→ **Exercise aim**:
Go through the records line by line from the top and repeat each one exactly, ending with the line that contains "TARGET = bush on hillside".

→ **Data for this task**:
+ + +

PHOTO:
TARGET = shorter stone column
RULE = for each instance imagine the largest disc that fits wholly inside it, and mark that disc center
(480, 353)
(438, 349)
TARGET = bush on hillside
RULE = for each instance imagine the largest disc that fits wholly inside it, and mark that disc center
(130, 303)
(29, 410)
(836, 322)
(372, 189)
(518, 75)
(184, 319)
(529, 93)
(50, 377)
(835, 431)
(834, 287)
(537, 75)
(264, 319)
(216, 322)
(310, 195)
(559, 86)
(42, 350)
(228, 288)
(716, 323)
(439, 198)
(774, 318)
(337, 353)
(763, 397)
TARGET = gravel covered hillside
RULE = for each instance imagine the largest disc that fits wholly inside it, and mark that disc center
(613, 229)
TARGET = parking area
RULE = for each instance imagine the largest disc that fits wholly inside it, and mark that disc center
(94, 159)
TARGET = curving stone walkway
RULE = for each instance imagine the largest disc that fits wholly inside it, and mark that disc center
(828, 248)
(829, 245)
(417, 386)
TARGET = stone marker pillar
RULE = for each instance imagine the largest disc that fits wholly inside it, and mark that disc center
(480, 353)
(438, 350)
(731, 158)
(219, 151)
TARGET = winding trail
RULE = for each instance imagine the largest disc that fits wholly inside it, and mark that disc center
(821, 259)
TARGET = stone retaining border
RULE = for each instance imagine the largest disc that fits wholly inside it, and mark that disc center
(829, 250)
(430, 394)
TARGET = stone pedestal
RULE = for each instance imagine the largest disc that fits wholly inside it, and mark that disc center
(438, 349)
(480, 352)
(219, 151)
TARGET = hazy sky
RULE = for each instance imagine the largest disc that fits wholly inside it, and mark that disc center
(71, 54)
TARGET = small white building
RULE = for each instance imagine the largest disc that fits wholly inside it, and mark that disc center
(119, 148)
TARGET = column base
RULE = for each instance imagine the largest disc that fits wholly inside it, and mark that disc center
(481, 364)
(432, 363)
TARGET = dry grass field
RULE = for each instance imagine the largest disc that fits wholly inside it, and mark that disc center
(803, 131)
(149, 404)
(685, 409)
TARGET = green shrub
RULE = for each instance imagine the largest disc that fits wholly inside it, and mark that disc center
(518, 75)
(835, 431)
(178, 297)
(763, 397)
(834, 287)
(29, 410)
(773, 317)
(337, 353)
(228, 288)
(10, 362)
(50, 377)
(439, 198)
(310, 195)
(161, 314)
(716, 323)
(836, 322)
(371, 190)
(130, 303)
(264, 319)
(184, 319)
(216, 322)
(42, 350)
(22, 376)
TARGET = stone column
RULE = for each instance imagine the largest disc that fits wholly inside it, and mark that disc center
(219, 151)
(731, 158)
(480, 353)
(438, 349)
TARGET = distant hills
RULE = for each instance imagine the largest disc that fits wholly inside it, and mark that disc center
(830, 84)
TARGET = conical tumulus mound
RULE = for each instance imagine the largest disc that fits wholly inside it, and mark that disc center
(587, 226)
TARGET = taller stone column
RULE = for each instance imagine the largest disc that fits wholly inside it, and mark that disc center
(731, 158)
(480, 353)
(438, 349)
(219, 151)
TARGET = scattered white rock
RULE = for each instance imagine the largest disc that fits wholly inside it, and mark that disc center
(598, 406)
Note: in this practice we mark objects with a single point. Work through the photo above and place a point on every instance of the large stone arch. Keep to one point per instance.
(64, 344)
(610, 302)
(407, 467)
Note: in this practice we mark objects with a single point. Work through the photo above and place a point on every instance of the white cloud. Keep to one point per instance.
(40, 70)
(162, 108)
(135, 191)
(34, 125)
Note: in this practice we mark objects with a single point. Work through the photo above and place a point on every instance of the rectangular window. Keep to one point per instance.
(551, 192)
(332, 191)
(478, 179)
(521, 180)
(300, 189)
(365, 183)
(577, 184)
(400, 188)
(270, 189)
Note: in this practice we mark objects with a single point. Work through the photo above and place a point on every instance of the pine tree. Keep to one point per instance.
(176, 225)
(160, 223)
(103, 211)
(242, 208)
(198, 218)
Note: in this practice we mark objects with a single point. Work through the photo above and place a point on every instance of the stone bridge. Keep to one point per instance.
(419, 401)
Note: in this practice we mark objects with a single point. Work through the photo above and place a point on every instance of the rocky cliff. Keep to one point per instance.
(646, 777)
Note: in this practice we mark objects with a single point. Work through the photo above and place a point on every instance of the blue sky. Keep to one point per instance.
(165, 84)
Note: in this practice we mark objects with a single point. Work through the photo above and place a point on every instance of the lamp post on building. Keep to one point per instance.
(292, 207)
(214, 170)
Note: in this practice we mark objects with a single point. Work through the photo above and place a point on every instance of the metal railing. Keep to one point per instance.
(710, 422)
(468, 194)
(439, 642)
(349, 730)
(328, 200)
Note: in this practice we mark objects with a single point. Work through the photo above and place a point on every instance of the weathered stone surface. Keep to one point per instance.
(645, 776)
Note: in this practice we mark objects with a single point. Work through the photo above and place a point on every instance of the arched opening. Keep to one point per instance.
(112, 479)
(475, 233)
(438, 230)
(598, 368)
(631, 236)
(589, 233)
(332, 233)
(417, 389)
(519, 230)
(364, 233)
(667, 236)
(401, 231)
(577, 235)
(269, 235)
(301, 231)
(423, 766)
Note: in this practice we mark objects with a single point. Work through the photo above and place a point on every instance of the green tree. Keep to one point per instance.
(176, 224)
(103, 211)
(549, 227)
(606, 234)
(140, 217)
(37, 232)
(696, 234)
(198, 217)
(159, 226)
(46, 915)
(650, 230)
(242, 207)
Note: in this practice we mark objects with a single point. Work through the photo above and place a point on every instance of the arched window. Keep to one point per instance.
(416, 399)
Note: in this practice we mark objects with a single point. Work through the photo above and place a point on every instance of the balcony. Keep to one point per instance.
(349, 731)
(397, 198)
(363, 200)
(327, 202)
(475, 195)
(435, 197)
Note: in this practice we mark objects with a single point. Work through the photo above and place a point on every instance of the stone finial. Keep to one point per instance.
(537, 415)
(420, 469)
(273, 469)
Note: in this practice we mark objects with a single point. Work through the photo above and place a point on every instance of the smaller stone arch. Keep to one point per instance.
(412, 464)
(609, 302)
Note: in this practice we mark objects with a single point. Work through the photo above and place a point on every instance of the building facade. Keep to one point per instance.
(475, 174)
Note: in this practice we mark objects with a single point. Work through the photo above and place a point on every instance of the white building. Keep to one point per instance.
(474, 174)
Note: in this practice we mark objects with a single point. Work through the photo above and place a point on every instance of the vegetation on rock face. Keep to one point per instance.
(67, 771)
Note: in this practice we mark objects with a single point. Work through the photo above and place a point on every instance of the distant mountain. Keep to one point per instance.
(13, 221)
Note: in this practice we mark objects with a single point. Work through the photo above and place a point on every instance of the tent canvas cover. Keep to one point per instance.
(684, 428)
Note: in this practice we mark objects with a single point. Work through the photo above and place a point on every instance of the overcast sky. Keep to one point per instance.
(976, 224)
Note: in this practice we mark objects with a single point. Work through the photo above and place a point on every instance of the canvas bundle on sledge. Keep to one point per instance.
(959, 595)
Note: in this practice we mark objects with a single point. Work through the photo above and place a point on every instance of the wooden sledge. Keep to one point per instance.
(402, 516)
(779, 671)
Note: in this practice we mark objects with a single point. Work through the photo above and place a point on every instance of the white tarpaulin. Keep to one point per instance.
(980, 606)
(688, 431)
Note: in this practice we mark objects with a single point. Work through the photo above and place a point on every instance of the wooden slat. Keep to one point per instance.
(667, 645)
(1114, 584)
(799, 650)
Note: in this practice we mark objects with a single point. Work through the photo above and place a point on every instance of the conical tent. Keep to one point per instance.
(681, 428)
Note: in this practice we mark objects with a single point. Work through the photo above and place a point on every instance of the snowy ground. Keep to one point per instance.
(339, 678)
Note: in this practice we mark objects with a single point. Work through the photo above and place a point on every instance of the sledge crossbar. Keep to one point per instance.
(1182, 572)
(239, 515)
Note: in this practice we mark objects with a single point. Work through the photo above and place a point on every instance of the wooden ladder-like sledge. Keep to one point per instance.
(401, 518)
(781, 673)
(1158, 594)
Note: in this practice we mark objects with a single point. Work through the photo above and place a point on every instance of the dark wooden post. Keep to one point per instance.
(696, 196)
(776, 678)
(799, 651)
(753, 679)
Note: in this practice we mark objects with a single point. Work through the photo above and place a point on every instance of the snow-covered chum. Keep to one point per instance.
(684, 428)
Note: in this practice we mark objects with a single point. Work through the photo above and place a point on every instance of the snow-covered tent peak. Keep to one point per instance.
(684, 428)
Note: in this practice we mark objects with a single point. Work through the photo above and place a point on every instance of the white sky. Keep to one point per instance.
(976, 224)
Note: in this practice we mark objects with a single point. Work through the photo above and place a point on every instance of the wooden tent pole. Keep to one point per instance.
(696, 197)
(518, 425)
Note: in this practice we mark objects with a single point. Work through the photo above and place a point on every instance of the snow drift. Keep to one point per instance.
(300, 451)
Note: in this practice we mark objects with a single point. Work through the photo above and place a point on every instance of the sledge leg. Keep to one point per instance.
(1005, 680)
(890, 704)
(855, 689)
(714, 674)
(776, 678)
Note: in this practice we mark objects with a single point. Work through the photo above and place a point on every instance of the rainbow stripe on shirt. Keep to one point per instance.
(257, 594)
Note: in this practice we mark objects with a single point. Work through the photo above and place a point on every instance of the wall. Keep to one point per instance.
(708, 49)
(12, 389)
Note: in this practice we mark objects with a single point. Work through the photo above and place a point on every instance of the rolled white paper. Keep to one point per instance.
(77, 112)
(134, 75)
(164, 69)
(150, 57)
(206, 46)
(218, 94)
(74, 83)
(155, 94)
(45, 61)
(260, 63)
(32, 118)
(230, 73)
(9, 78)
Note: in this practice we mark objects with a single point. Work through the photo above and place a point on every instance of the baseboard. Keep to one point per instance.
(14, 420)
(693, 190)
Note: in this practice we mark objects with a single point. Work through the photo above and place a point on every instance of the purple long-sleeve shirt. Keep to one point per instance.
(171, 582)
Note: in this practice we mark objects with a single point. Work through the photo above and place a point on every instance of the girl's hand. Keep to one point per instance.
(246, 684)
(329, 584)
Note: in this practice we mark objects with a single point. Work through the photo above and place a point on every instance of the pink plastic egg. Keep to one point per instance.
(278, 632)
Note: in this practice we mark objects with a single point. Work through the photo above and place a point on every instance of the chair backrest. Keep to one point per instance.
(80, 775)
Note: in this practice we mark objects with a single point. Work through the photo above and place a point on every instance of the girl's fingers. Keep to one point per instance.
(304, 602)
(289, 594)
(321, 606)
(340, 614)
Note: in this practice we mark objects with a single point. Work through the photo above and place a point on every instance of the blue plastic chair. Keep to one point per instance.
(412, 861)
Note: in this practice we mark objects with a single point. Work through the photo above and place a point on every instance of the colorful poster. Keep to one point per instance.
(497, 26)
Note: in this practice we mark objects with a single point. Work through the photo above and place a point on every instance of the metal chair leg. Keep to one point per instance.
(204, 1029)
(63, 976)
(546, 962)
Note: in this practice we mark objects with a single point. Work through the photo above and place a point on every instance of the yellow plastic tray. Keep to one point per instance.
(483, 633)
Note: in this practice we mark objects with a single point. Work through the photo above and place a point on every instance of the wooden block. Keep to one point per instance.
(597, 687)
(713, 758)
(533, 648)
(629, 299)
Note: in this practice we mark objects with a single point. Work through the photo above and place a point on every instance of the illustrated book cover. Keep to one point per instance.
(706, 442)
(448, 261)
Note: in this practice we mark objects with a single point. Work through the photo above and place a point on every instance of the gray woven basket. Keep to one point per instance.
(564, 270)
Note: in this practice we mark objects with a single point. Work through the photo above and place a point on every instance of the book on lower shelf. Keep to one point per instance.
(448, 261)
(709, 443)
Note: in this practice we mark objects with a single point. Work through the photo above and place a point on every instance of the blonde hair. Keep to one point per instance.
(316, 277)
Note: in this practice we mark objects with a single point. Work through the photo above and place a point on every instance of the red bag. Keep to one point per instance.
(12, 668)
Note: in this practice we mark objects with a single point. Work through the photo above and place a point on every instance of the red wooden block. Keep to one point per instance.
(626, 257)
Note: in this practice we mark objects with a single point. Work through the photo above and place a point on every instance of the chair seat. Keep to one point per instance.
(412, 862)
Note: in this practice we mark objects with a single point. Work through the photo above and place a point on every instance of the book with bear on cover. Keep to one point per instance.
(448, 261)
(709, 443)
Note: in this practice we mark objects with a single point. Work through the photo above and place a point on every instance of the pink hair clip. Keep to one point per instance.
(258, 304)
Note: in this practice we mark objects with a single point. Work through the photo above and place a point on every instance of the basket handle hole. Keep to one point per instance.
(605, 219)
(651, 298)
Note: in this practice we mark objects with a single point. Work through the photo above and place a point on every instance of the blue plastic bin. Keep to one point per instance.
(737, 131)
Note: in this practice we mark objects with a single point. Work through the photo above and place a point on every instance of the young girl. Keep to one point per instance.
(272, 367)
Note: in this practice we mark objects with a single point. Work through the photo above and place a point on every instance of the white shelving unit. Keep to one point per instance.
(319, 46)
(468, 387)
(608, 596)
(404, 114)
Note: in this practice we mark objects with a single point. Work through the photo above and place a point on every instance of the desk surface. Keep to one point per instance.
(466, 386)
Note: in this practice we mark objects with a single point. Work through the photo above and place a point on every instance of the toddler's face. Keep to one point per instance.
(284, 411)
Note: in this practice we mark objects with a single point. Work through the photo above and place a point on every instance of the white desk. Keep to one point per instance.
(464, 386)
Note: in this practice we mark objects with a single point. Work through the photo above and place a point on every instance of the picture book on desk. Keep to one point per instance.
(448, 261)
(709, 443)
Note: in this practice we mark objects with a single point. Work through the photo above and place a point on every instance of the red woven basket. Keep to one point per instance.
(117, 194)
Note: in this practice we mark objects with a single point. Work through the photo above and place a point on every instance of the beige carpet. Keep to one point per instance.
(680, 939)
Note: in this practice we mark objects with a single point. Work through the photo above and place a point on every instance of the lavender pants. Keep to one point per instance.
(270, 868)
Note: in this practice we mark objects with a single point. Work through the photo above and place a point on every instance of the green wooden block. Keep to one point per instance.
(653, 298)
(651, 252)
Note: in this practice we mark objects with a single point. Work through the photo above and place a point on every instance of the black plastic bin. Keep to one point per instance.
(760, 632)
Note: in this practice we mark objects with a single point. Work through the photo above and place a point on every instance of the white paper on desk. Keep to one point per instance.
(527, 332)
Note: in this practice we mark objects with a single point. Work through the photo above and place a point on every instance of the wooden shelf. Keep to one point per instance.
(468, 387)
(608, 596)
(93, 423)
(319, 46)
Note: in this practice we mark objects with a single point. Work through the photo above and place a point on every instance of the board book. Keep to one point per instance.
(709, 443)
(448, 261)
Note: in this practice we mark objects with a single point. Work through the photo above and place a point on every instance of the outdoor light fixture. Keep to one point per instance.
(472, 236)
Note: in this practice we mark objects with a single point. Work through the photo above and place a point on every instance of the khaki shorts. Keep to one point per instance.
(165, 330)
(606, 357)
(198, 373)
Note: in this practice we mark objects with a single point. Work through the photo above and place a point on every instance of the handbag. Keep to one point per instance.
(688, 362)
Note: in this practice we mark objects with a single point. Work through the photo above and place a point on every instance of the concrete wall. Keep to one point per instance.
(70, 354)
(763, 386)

+ + +

→ **Task response**:
PHOTO:
TARGET = shorter stone column
RULE = for each instance imagine the largest disc that fits wholly inside it, and mark that disc center
(480, 353)
(438, 349)
TARGET = bush on hillside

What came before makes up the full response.